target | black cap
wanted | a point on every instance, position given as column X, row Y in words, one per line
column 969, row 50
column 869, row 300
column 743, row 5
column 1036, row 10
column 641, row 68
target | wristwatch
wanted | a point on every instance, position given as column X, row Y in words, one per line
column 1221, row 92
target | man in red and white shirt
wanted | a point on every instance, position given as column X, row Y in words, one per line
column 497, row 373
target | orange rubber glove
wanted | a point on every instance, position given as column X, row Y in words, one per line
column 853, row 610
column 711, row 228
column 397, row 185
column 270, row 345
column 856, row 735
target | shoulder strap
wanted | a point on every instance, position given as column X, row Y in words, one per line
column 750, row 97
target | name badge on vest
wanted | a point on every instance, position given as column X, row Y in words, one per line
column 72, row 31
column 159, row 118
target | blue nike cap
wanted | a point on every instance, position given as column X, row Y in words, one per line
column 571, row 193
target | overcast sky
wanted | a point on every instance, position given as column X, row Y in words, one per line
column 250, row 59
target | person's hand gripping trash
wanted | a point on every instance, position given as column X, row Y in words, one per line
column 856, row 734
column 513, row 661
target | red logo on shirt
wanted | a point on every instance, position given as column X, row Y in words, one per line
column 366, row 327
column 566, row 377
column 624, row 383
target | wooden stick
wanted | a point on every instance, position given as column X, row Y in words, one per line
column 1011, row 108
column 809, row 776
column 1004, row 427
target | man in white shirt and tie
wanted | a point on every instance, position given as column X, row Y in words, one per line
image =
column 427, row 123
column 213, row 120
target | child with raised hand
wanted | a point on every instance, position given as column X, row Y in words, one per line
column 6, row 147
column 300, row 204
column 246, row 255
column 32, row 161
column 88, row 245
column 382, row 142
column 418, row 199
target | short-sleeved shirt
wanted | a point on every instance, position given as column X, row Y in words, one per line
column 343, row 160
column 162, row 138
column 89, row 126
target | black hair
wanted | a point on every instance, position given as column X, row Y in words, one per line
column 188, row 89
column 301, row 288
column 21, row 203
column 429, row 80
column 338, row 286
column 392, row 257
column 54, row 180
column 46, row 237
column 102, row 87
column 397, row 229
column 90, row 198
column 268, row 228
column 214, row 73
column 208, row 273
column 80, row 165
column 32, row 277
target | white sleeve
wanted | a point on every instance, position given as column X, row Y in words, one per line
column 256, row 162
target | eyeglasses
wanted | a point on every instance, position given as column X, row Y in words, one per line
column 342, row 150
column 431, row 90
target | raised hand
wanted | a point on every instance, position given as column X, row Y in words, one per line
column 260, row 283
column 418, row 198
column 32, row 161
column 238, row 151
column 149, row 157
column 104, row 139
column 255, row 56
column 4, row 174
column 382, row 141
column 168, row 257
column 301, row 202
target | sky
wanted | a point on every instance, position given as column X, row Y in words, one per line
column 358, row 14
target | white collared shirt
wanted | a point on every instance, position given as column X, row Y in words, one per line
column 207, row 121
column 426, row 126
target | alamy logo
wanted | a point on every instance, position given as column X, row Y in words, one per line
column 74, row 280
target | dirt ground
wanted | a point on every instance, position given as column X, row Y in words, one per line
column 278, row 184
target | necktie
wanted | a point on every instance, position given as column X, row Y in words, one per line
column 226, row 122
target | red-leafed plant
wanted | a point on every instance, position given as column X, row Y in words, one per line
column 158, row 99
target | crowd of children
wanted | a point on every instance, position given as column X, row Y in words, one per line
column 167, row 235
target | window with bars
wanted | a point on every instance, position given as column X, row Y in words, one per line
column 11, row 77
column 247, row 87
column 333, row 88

******************************

DIRECTIONS FOR THIS TASK
Read the listing above, then copy every line that includes the string "logo".

WRITTEN ANSWER
target | red logo on shirt
target | alamy logo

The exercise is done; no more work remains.